(Stored items)
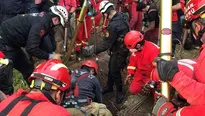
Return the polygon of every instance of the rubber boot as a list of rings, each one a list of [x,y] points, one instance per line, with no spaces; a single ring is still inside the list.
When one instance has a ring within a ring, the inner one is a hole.
[[[122,90],[122,86],[117,87],[117,93],[116,93],[116,103],[120,104],[124,100],[125,96]]]
[[[116,94],[116,103],[117,104],[120,104],[122,103],[122,101],[124,100],[125,98],[125,95],[122,91],[117,91],[117,94]]]
[[[114,81],[110,76],[110,72],[108,72],[107,85],[102,89],[102,94],[113,92],[113,85]]]

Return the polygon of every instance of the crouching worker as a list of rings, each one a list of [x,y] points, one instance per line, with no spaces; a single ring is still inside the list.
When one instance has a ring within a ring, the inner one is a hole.
[[[152,69],[155,68],[153,61],[160,52],[159,47],[144,40],[144,36],[138,31],[128,32],[124,42],[131,52],[125,84],[130,83],[129,91],[133,95],[150,93],[146,85],[151,81],[149,77]],[[134,79],[131,80],[131,77]]]
[[[63,106],[72,116],[112,116],[102,103],[101,87],[96,78],[97,64],[92,60],[82,63],[71,73],[71,90],[66,94]]]
[[[6,95],[11,95],[14,92],[12,61],[5,58],[4,53],[1,51],[0,51],[0,90]]]
[[[51,59],[36,67],[28,81],[30,92],[18,90],[0,103],[1,116],[70,116],[58,106],[71,79],[67,67]]]

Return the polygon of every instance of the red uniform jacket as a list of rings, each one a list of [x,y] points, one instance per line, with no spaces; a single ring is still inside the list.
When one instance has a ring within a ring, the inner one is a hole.
[[[15,98],[22,95],[26,91],[18,90],[12,96],[6,98],[0,103],[0,112]],[[28,116],[70,116],[68,111],[61,106],[51,103],[42,93],[27,93],[27,97],[35,100],[42,100],[33,107]],[[20,116],[25,108],[30,104],[29,100],[19,101],[14,108],[9,112],[9,116]]]
[[[156,44],[145,40],[142,51],[133,53],[130,56],[127,73],[132,75],[142,74],[143,76],[149,77],[150,72],[155,67],[152,62],[159,52],[159,47]],[[137,75],[135,75],[135,77]]]
[[[205,105],[187,106],[179,109],[172,116],[205,116]]]
[[[197,64],[194,68],[194,79],[180,71],[174,75],[170,84],[190,103],[191,105],[205,105],[205,44],[201,48]]]
[[[196,60],[193,59],[181,59],[178,60],[178,68],[180,71],[184,72],[185,75],[187,75],[190,78],[194,78],[193,71],[194,67],[196,66]],[[150,75],[150,78],[152,81],[160,82],[159,75],[157,72],[157,69],[153,69],[152,74]]]
[[[68,12],[70,12],[71,7],[77,7],[76,0],[59,0],[58,4],[60,6],[66,7]]]

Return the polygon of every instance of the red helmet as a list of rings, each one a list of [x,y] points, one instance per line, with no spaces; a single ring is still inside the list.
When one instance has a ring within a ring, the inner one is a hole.
[[[87,66],[90,68],[94,68],[95,69],[95,73],[98,73],[98,65],[93,61],[93,60],[86,60],[82,63],[82,67],[83,66]]]
[[[185,19],[187,21],[192,21],[202,16],[204,11],[205,11],[205,0],[189,0],[184,12]]]
[[[144,36],[139,31],[130,31],[125,35],[124,42],[128,49],[133,49],[143,38]]]
[[[28,81],[31,82],[31,80],[36,78],[50,83],[61,91],[65,91],[71,85],[71,78],[67,67],[57,59],[51,59],[38,65]]]

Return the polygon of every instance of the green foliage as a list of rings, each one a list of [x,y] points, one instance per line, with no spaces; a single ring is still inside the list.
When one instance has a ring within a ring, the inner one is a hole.
[[[192,50],[182,50],[180,55],[180,46],[176,46],[176,58],[177,59],[185,59],[185,58],[197,58],[199,55],[199,49]],[[180,58],[181,57],[181,58]]]
[[[14,77],[14,91],[17,91],[19,88],[28,89],[26,81],[24,81],[23,76],[17,70],[13,71]]]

DIRECTIONS FOR THIS TASK: Retype the data in full. Images do not go in the copy.

ANSWER TO THE EXERCISE:
Return the polygon of every instance of the rubber boot as a list of rings, each one a list of [x,y] points, one instance per line, with no spaces; a single ring is still inside the list.
When one instance has a ring within a ring, the inner one is a hole.
[[[122,90],[122,86],[117,87],[117,93],[116,93],[116,103],[120,104],[124,100],[125,96]]]
[[[116,94],[116,103],[117,104],[120,104],[122,103],[122,101],[124,100],[125,98],[125,95],[122,91],[117,91],[117,94]]]
[[[114,81],[110,76],[110,72],[108,72],[107,85],[102,89],[102,94],[113,92],[113,85]]]

Return the polygon of every instance of the crouching worker as a list of rings, each one a list of [x,y] points, one instance per line, with no spaces; a single ring is still inside the list.
When one instance has a ring within a ring, the inner one is a hole.
[[[152,69],[155,68],[153,61],[160,52],[159,47],[144,40],[144,36],[138,31],[128,32],[124,42],[131,52],[125,84],[130,83],[129,91],[133,95],[150,93],[146,85],[151,81],[149,77]],[[134,79],[131,80],[131,77]]]
[[[63,106],[72,116],[112,116],[102,103],[101,87],[96,78],[97,64],[92,60],[82,63],[71,73],[71,90],[66,94]]]
[[[6,95],[11,95],[14,92],[12,61],[5,58],[4,53],[1,51],[0,51],[0,90]]]
[[[51,59],[36,67],[28,81],[30,92],[18,90],[0,103],[1,116],[70,116],[58,106],[71,79],[67,67]]]

Return the polygon of every instance of the red uniform jacket as a list of rings, each one a list of [x,y] points, one instance per line, with no spaces; a single ring is still inside the list.
When one instance has a ring within a ring, the inner one is a hole.
[[[15,98],[22,95],[26,91],[18,90],[12,96],[6,98],[0,103],[0,112]],[[28,116],[70,116],[68,111],[61,106],[51,103],[42,93],[27,93],[27,97],[35,100],[42,100],[33,107]],[[20,116],[25,108],[30,104],[29,100],[19,101],[14,108],[9,112],[9,116]]]
[[[156,44],[145,40],[142,51],[133,53],[130,56],[127,73],[132,75],[142,74],[143,76],[149,77],[150,72],[155,67],[152,62],[159,52],[159,47]],[[137,75],[135,75],[135,77]]]
[[[205,105],[187,106],[179,109],[172,116],[205,116]]]
[[[197,64],[194,68],[194,79],[180,71],[174,75],[170,84],[190,103],[191,105],[205,105],[205,44],[201,48]]]
[[[196,60],[193,59],[181,59],[178,60],[178,68],[180,71],[184,72],[185,75],[187,75],[190,78],[194,78],[193,71],[194,67],[196,66]],[[150,75],[150,78],[152,81],[160,82],[159,75],[157,72],[157,69],[153,69],[152,74]]]
[[[68,12],[70,12],[71,7],[77,7],[76,0],[59,0],[58,4],[60,6],[66,7]]]

Return the polygon of every instance of the red helmet as a list of rings, each one a list of [x,y] points, one instance per line, with no spaces; a single ring is still inside the list.
When one instance has a ring within a ring, the inner one is a hole.
[[[87,66],[90,68],[94,68],[95,69],[95,73],[98,73],[98,65],[93,61],[93,60],[86,60],[82,63],[82,67],[83,66]]]
[[[185,19],[187,21],[192,21],[202,16],[204,11],[205,11],[205,0],[189,0],[184,12]]]
[[[144,36],[139,31],[130,31],[125,35],[124,42],[128,49],[133,49],[143,38]]]
[[[28,81],[31,82],[31,80],[36,78],[50,83],[61,91],[65,91],[71,85],[71,78],[67,67],[57,59],[51,59],[38,65]]]

Return the polygon of every instance of the green foliage as a list of rings, each one a list of [x,y] points, one instance per line, with no spaces; a single ring is still inside the list.
When one instance has a ring within a ring, the inner one is a hole.
[[[192,50],[182,50],[180,55],[180,46],[176,46],[176,58],[177,59],[185,59],[185,58],[197,58],[199,55],[199,49]],[[180,58],[181,57],[181,58]]]
[[[14,77],[14,91],[17,91],[19,88],[28,89],[26,81],[24,81],[23,76],[17,70],[13,71]]]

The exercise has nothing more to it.